Coordinate labeling data:
.....

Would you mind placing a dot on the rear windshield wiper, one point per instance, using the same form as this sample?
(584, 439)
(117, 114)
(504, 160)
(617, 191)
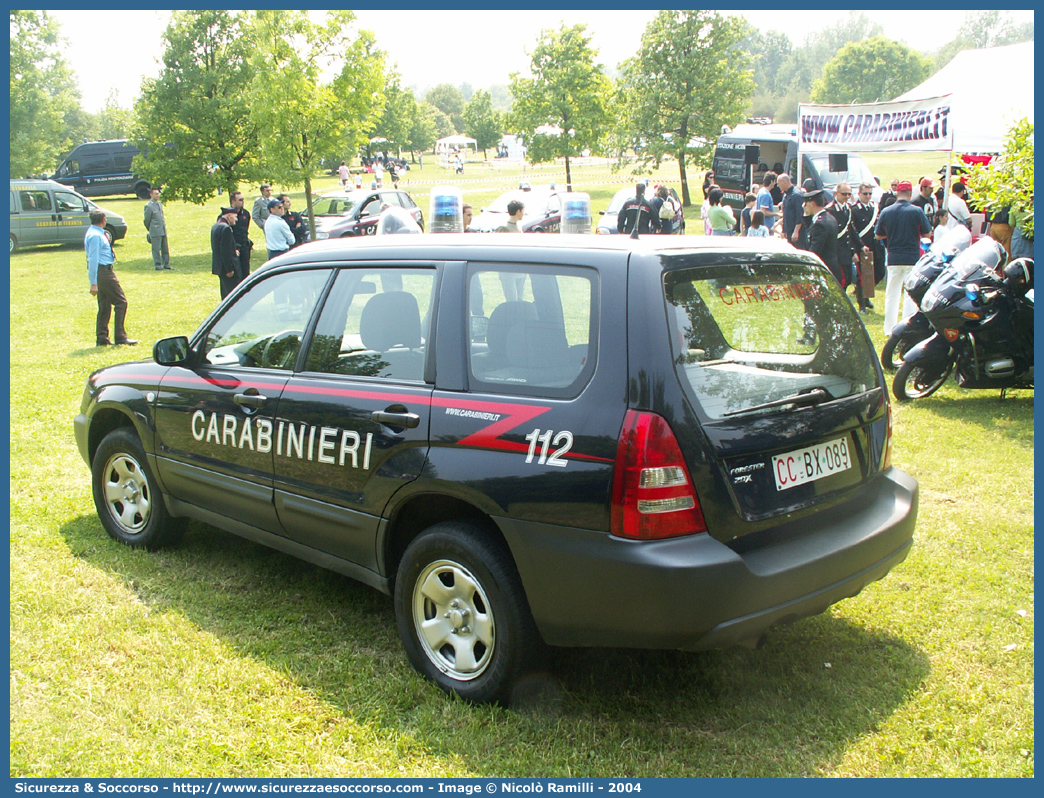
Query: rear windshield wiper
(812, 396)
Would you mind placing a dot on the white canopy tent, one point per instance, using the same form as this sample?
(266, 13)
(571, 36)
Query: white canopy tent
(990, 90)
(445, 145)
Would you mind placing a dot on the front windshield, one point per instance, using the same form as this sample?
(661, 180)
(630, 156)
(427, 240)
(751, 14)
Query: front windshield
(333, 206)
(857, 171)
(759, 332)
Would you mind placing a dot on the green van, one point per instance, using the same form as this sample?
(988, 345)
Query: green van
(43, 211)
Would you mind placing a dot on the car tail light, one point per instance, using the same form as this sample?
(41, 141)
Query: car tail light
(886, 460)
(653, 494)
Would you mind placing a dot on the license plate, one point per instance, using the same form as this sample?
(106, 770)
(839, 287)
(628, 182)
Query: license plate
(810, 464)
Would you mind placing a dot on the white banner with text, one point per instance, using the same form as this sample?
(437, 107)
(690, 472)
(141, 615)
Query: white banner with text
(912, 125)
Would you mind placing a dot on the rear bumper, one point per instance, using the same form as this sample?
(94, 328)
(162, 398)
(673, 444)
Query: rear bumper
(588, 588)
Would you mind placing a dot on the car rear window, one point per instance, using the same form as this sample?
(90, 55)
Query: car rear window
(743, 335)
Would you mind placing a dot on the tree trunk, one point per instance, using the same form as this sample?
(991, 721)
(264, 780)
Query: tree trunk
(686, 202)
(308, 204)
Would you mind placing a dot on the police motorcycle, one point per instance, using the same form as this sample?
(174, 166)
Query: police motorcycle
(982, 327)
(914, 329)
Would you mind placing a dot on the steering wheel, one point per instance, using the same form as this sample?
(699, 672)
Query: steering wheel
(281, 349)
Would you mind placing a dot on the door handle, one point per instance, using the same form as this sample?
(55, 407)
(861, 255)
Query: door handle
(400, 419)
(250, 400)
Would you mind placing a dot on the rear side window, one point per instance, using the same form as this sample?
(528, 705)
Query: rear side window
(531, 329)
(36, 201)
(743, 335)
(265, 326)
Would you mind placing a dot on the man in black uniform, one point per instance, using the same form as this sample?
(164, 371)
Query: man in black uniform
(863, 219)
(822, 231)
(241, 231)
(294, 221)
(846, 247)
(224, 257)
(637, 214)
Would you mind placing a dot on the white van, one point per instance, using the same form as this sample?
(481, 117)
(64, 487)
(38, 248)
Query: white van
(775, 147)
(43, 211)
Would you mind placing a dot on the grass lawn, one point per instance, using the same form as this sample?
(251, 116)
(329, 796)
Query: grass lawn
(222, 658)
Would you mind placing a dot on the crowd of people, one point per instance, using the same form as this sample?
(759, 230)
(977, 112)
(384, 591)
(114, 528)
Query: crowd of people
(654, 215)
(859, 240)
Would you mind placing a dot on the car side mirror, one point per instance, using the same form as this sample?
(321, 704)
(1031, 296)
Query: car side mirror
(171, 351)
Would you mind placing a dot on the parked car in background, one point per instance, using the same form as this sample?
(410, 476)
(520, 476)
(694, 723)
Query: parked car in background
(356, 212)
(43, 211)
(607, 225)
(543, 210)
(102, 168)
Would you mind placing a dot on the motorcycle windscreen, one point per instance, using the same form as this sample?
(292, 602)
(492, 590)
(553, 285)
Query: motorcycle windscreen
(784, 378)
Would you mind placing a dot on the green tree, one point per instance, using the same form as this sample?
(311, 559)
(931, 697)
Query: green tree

.....

What to do: Reproduce the whole listing exactly, but not the images in it.

Written response:
Would you mind placing a dot on the rear windshield wiper, one point per instance, using the same form as this sample?
(584, 439)
(117, 114)
(504, 160)
(617, 191)
Query: rear windshield wiper
(812, 396)
Would you mind placing a dot on the white canopy tent, one point per instance, using the same form as this sample?
(266, 13)
(571, 36)
Query: white canopy tent
(990, 90)
(445, 145)
Would you mind placing a dot on the front windshield, one point per instance, using the same form as this sample?
(661, 180)
(630, 156)
(427, 240)
(751, 14)
Query: front windshield
(333, 206)
(857, 171)
(759, 332)
Would you mind placing a dot on the green van, one point per instance, using the same form as this sample?
(988, 345)
Query: green van
(43, 211)
Would you mind placing a dot on the car tail light, one point per instance, using the same form as this sample?
(41, 141)
Query: car tail light
(886, 460)
(653, 494)
Would you mind placing a dot on the license plate, one point per instance, using the same form as this sample?
(106, 770)
(839, 287)
(628, 182)
Query: license plate
(810, 464)
Would you mind placing a dot on the white banner with text, one point per instance, using the same form as this sample?
(437, 107)
(690, 472)
(141, 615)
Query: white banner with text
(912, 125)
Would you mind placing a dot on the rear bumper, one point per instance, using the same form as this sample?
(94, 328)
(162, 398)
(673, 444)
Query: rear bumper
(588, 588)
Would you mind placing a dot on the car rear window, one point per instance, using the same form as this sample?
(90, 55)
Query: car rear window
(743, 335)
Would you mind placing a dot on the tree trunk, one point per instance, using the same form as this sample?
(991, 721)
(264, 780)
Query: tree trunk
(686, 202)
(308, 204)
Would you mind placing a dot on the police motorcycle, one point per instance, using the same form as this sample?
(174, 166)
Query: police motorcycle
(982, 327)
(914, 329)
Would you mind placing a dot on the steering wheel, one point per instance, using the same form as this sample?
(699, 672)
Query: steering wheel
(281, 349)
Would you mind placing a dot on the door handle, one point per instance, using the same form as this sample?
(55, 407)
(861, 255)
Query: door handle
(400, 419)
(250, 400)
Would you mind placing a dot on the rear side window, one point per instance, using the same form as this sample?
(528, 705)
Query: rear side window
(531, 329)
(36, 201)
(743, 335)
(265, 326)
Would you mind placing a dot on the man in black uniform, one point per instance, using the same form as this sample?
(164, 371)
Query: man in black uniform
(863, 219)
(822, 231)
(241, 231)
(294, 221)
(846, 247)
(224, 257)
(637, 214)
Would you mind placing a dot on the white van, one point per instance, using the same form as this sample?
(481, 117)
(64, 487)
(38, 248)
Query: white van
(775, 147)
(43, 211)
Would you mind placing a dot on the grass lawn, one point per instance, using the same form as this sample?
(251, 116)
(329, 796)
Query: grass lawn
(222, 658)
Would you mind placing a dot on the crowd of people, one point per instance, using the same form as this sample?
(759, 230)
(977, 112)
(384, 591)
(114, 528)
Query: crowd of people
(654, 215)
(859, 240)
Would you mind placing a dot on the car side mirror, one point per instance, using the same form as this sample?
(321, 704)
(1031, 296)
Query: car side mirror
(171, 351)
Would you mind placing a dot on the parked car in background, one point per instance, using the same form as this sample?
(410, 476)
(520, 476)
(694, 723)
Query: parked car in background
(356, 212)
(43, 211)
(607, 225)
(543, 210)
(102, 168)
Would you mind placing a dot on the motorcycle windscreen, one point per instance, using the same form as this sample?
(292, 602)
(492, 590)
(553, 285)
Query: motorcycle windscreen
(784, 378)
Would you mind placing a dot on the green tree, one point per instance, using the same form as this sample?
(311, 559)
(931, 697)
Query: green tree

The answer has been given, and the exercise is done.